* [Metinden Bölüm]
--------------------

19 Mart 2016 Cumartesi

Kitap Çekilişi Sümer'e Yolculuk



Uzun süredir aklımda olan bir konu kitap çekilişi yapmak. Blog'un birinci yılında bunu yapmak istiyordum ama çeşitli sorunlar ortaya çıkınca her şey aksadı. Birde benim bazı şeyleri tamamlayıp öyle bu işi yapmak istiyordum ama bir türlü karar verememem ve yapmak istediklerimi yapamamam bu olayında ertelenmesine neden oldu. Neyse geç olsun güç olmasın. Kitabı belirtirken insanlara bir kapı açmasını düşündüğüm için Sümerliler üzerine bir kitabın hediyesini uygun gördüm.

Sümerliler MÖ 4000-2000 arasında Mezopotamya da yaşamış ilk yazıyı keşfeden ve büyük bir medeniyet kuran bir millet. Kendilerinin kurdukları yazı sistemi daha sonra etrafa yayılarak diğer kavimlerinde yazıyı kullanmalarını sağlamışlar. Bunun yanında her şeyi yazarak bize bir kavmin günlük hayatını, inanışını, yemek tariflerini, dini törenleri, devlet sistemlerini ve ekonomileri hakkında bilgiler bırakmışlar. Oluşturmuş oldukları mitoloji bir çok kavmi etkilemiş ve etkisi günümüzde bile devam etmektedir. Bir çok mitolojik inancın temeli Mezopotamya, Anadolu, Asya, Yunan karası, Arabistan gibi büyük bir alanı etkilemiştir. Bizi ilgilendirmesinin sebebi birincisi uygarlık tarihinin temelini atan bir kavimdir. İkinci ise Türkler ile aralarında bir bağlantı vardır. Bu bağlantı günümüzde tam çözülemese de bir yakınlığın, etkileşimin olduğu bilimsel olarak kanıtlanmıştır. Bundan dolayı öğrenmemiz mühimdir. Bunları göz önüne alarak son Sümer Kraliçesi Muazzez İlmiye Çığ'ın bu kitabını seçtim.

--------------------

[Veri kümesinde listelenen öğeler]

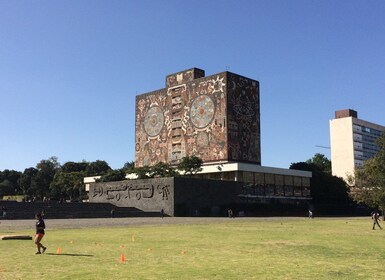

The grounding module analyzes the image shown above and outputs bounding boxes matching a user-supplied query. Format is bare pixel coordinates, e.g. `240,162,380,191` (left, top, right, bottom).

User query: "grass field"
0,218,385,280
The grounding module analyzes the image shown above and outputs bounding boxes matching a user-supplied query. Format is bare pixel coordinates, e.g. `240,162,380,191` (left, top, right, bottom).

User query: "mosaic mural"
135,68,260,167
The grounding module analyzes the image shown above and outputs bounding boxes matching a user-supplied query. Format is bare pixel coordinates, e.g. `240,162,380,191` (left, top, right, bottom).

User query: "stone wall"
89,177,242,216
88,178,174,216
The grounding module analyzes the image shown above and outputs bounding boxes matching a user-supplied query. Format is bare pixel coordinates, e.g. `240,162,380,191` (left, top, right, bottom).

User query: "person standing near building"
372,211,382,229
35,213,47,255
1,205,7,220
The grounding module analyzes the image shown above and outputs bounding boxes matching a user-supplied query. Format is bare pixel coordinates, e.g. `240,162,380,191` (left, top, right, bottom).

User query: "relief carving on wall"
135,74,227,167
90,183,170,201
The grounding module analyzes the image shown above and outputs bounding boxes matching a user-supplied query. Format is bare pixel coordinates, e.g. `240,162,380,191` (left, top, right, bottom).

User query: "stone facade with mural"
89,177,242,216
135,68,261,167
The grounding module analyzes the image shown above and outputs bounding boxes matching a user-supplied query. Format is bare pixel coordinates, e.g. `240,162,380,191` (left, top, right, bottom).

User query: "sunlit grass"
0,218,385,279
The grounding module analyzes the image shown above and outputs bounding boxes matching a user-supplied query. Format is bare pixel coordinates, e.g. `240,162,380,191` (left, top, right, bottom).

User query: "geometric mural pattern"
135,68,261,167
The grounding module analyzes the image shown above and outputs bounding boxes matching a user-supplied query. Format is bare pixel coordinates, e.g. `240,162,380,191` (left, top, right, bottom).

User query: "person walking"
35,213,47,255
372,211,382,229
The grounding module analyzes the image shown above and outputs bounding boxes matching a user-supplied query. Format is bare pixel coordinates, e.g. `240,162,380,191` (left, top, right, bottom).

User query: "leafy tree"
123,161,135,174
0,169,22,195
290,155,349,202
0,179,14,196
349,134,385,212
50,172,84,200
17,167,39,195
61,161,89,173
31,157,60,198
177,156,203,175
86,160,111,176
151,162,179,177
306,153,332,174
96,169,126,182
135,165,151,179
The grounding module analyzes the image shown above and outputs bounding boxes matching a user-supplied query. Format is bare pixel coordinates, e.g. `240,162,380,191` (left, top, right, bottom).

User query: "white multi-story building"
330,109,385,184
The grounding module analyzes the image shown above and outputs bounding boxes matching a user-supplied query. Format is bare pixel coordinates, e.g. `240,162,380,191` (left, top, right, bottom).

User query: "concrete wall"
88,178,174,216
89,177,242,216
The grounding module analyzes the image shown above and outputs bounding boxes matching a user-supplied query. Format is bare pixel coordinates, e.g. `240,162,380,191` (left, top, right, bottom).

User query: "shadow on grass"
44,253,94,257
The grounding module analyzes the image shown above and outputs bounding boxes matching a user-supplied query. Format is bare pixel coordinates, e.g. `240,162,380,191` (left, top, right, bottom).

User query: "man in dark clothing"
372,211,382,229
35,213,47,254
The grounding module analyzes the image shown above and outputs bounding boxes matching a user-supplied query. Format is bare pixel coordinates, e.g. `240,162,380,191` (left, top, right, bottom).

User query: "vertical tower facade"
135,68,261,167
330,109,385,180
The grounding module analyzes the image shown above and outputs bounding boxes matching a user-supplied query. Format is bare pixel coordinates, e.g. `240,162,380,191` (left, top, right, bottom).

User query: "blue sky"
0,0,385,171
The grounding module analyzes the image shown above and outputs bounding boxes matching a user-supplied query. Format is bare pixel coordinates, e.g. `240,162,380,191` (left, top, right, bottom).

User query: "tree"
95,169,126,182
31,157,60,198
135,165,151,179
50,172,84,200
290,154,349,202
86,160,111,176
123,161,135,174
0,179,14,196
306,153,332,174
17,167,39,195
61,161,89,173
349,134,385,212
0,169,22,195
150,162,179,177
177,156,203,175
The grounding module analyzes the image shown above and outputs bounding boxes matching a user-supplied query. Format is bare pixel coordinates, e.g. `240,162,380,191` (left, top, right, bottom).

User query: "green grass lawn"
0,218,385,280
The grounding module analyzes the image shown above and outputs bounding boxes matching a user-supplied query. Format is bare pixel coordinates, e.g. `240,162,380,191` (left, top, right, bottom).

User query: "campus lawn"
0,218,385,280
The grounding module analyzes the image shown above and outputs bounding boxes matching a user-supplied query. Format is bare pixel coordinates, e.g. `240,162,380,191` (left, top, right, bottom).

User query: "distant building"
330,109,385,184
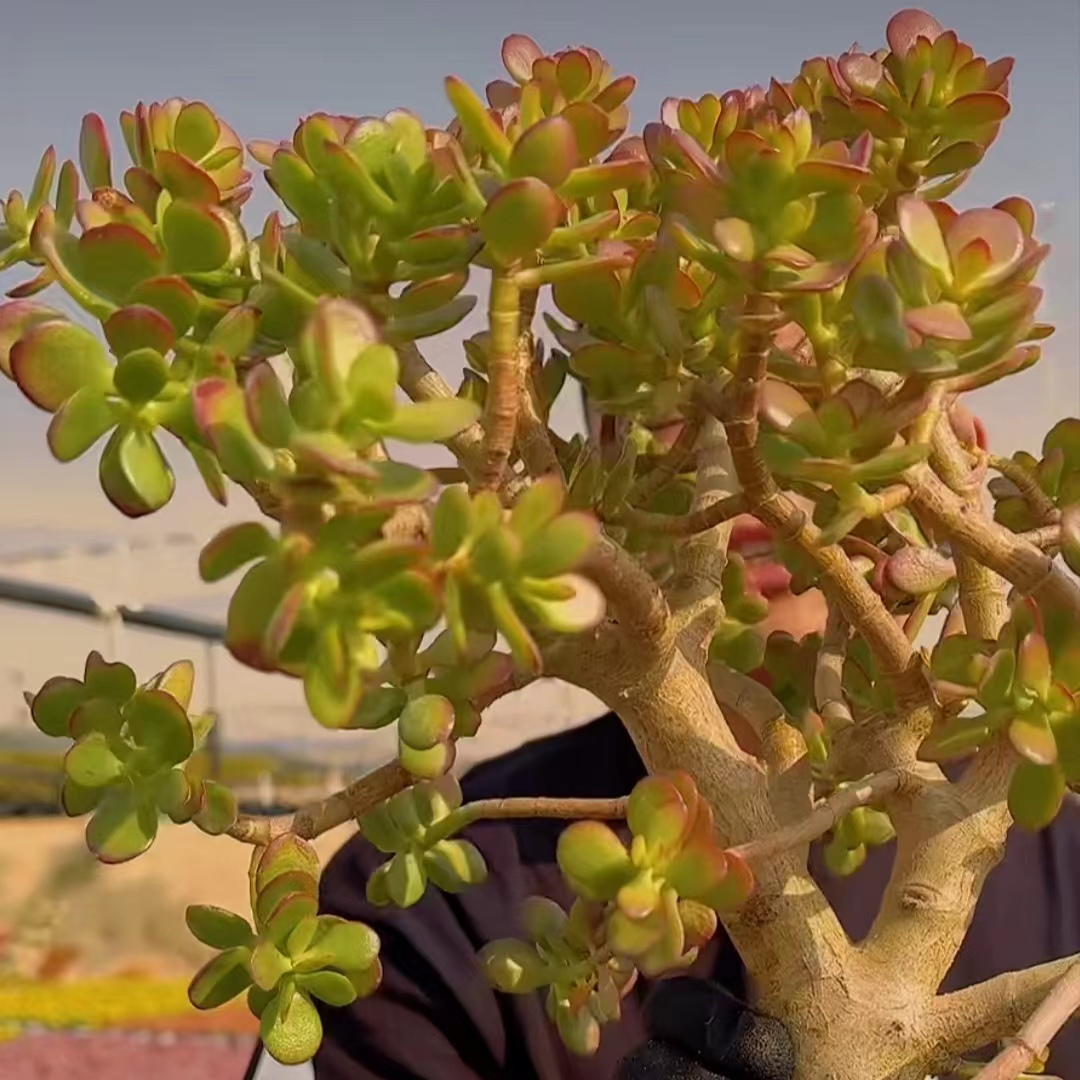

--------------------

* [Görev Yönergeleri]
1 > Kitap çekilişi yazısına göre Sümerliler Mezopotamya'da hangi yıllar arasında yaşamıştır?
2 > Lütfen kitap çekilişi yazısında "19 Mart 2016" sözlerinden başlayıp "hediyesini uygun gördüm." sözleri de dahil olmak üzere uzanan bölümü olduğu gibi yazdırın.

* [Çözüm Listesi]
1 > MÖ 4000-2000 arasında.

2 >
19 Mart 2016 Cumartesi

Kitap Çekilişi Sümer'e Yolculuk



Uzun süredir aklımda olan bir konu kitap çekilişi yapmak. Blog'un birinci yılında bunu yapmak istiyordum ama çeşitli sorunlar ortaya çıkınca her şey aksadı. Birde benim bazı şeyleri tamamlayıp öyle bu işi yapmak istiyordum ama bir türlü karar verememem ve yapmak istediklerimi yapamamam bu olayında ertelenmesine neden oldu. Neyse geç olsun güç olmasın. Kitabı belirtirken insanlara bir kapı açmasını düşündüğüm için Sümerliler üzerine bir kitabın hediyesini uygun gördüm.